══ Listed records
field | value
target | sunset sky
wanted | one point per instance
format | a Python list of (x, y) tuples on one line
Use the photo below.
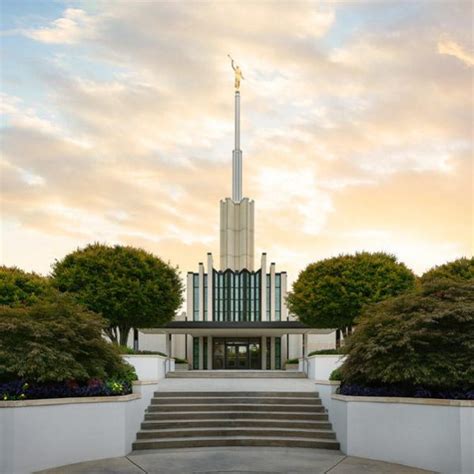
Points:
[(117, 126)]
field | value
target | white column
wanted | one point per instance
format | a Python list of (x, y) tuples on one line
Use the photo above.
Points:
[(284, 309), (210, 270), (201, 291), (264, 352), (189, 296), (201, 353), (272, 291), (263, 289)]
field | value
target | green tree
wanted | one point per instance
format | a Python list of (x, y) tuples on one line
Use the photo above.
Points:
[(18, 287), (331, 293), (422, 338), (55, 340), (457, 270), (131, 288)]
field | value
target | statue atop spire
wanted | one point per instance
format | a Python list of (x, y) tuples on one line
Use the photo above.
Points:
[(238, 73)]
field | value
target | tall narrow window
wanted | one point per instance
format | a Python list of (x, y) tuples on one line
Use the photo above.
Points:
[(195, 353), (278, 297), (205, 297), (195, 297)]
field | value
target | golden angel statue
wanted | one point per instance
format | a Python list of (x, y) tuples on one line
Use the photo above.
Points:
[(238, 73)]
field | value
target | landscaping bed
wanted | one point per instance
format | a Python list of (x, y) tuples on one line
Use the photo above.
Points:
[(21, 390)]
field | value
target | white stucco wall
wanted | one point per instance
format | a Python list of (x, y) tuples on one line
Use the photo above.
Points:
[(149, 367), (321, 366), (40, 434), (425, 433)]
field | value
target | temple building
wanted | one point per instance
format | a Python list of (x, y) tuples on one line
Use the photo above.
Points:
[(236, 315)]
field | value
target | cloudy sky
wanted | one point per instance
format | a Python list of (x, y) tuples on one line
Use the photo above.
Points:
[(117, 126)]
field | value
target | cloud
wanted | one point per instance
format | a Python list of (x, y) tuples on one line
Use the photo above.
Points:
[(75, 26), (353, 137), (451, 48)]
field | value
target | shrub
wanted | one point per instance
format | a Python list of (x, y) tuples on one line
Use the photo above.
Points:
[(336, 375), (129, 287), (55, 341), (21, 390), (424, 339)]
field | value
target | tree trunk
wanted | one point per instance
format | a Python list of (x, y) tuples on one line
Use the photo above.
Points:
[(112, 334), (124, 331)]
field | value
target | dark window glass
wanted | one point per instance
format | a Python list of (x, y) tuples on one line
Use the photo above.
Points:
[(195, 353), (277, 353)]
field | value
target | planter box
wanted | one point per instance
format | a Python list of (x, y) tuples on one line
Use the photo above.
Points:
[(149, 367), (321, 366), (431, 434), (180, 366), (42, 434)]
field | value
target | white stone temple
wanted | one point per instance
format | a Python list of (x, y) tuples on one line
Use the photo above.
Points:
[(236, 316)]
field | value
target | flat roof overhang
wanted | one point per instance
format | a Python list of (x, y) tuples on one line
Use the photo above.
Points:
[(239, 328)]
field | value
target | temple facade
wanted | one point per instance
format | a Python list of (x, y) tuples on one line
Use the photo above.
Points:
[(236, 315)]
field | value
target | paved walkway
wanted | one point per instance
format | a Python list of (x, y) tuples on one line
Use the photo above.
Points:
[(236, 460)]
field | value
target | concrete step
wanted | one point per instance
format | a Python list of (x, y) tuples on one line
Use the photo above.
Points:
[(233, 431), (235, 423), (235, 400), (321, 443), (235, 394), (189, 374), (241, 407), (236, 414)]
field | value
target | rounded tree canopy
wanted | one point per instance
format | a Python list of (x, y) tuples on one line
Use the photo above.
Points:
[(331, 293), (18, 288), (461, 269), (423, 338), (130, 287)]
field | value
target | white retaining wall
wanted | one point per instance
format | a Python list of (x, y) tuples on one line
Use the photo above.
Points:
[(41, 434), (426, 433), (320, 367), (150, 367)]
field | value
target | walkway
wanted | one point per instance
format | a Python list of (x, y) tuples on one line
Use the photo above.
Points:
[(236, 460), (215, 384)]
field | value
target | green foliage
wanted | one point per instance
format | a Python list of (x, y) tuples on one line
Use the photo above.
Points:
[(327, 352), (336, 375), (19, 288), (461, 269), (425, 338), (131, 288), (331, 293), (56, 340)]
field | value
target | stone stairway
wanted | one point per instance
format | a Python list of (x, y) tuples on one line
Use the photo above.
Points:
[(208, 419), (219, 374)]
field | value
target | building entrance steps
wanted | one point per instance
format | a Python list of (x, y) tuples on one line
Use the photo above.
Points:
[(261, 374), (203, 418)]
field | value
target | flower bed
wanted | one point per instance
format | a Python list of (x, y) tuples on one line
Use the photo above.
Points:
[(398, 391), (22, 390)]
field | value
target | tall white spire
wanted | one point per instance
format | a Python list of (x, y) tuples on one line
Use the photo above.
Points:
[(237, 155)]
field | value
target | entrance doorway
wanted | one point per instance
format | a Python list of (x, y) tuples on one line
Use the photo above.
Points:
[(236, 354)]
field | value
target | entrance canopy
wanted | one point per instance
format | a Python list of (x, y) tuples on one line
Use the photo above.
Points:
[(240, 328)]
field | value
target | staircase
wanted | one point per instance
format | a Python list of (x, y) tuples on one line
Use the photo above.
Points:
[(208, 419)]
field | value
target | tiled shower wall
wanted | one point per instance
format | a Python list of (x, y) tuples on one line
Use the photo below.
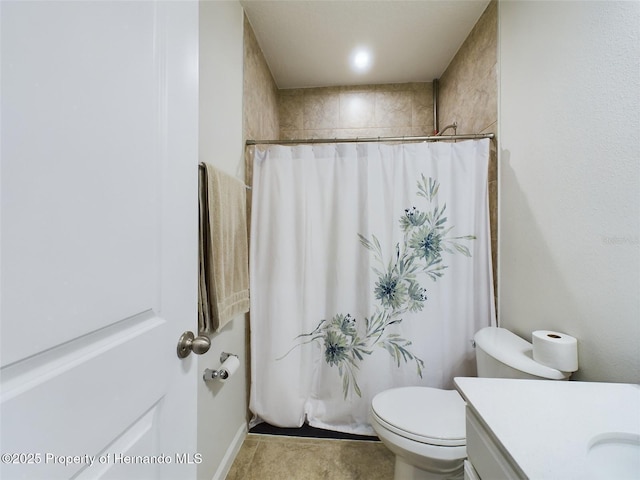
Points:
[(356, 111), (469, 96)]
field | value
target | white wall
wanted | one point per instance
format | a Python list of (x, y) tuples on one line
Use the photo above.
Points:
[(569, 241), (221, 406)]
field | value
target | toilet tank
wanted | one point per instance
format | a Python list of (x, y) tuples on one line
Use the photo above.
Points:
[(502, 354)]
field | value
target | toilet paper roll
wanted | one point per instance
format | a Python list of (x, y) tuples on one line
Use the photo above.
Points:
[(228, 367), (555, 350)]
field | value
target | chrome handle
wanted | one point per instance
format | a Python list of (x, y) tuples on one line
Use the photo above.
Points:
[(190, 343)]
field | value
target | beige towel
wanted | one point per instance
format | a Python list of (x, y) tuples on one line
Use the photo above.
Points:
[(223, 287)]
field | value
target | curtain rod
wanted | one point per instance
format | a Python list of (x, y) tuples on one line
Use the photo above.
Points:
[(432, 138)]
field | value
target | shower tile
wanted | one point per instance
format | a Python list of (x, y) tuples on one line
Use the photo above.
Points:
[(393, 109), (422, 107), (321, 110), (357, 109), (291, 111)]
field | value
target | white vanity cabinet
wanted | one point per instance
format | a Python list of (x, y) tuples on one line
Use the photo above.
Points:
[(487, 459), (542, 429)]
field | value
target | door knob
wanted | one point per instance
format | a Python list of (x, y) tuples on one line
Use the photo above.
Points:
[(189, 343)]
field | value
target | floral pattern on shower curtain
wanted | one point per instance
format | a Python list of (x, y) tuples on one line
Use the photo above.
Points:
[(370, 269)]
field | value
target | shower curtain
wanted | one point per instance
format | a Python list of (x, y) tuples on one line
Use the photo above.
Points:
[(370, 268)]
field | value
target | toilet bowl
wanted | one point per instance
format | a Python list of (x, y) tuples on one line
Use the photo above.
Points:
[(425, 427), (401, 420)]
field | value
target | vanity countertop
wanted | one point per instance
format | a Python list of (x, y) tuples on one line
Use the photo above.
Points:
[(558, 429)]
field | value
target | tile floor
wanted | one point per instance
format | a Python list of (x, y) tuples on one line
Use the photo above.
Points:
[(272, 457)]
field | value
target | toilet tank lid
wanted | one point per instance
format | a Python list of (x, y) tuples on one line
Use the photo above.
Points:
[(517, 353)]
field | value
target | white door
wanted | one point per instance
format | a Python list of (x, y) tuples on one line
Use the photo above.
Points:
[(99, 239)]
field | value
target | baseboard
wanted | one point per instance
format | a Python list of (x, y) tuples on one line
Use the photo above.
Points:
[(230, 454)]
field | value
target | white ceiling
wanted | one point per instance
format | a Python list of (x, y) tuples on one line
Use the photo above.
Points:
[(309, 43)]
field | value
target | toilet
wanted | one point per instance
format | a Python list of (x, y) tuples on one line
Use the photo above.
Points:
[(425, 427)]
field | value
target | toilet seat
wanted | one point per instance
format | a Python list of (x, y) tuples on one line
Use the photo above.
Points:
[(426, 415)]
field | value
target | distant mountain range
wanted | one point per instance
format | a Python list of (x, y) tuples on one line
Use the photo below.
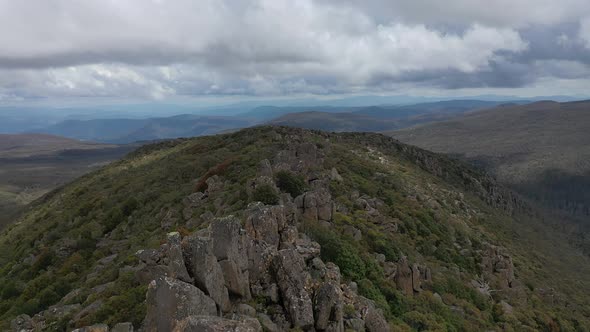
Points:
[(381, 118), (133, 130), (34, 164), (542, 149)]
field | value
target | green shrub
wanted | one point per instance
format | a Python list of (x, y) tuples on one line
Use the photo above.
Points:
[(266, 194), (290, 183)]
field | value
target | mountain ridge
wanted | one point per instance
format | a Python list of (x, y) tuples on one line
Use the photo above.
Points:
[(367, 203)]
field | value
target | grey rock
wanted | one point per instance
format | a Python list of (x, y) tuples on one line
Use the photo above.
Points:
[(217, 324), (93, 328), (122, 327), (328, 307), (292, 280), (245, 310), (170, 301), (229, 241), (205, 269), (403, 277), (176, 265), (355, 324), (267, 323), (22, 323), (88, 310), (416, 282), (236, 281), (265, 222)]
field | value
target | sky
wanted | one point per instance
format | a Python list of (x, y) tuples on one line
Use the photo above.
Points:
════
**What you are asked to do**
Return, from the data above, each line in which the string "mountain" appears.

**Written response**
target | distant mountain range
target | mountain ridge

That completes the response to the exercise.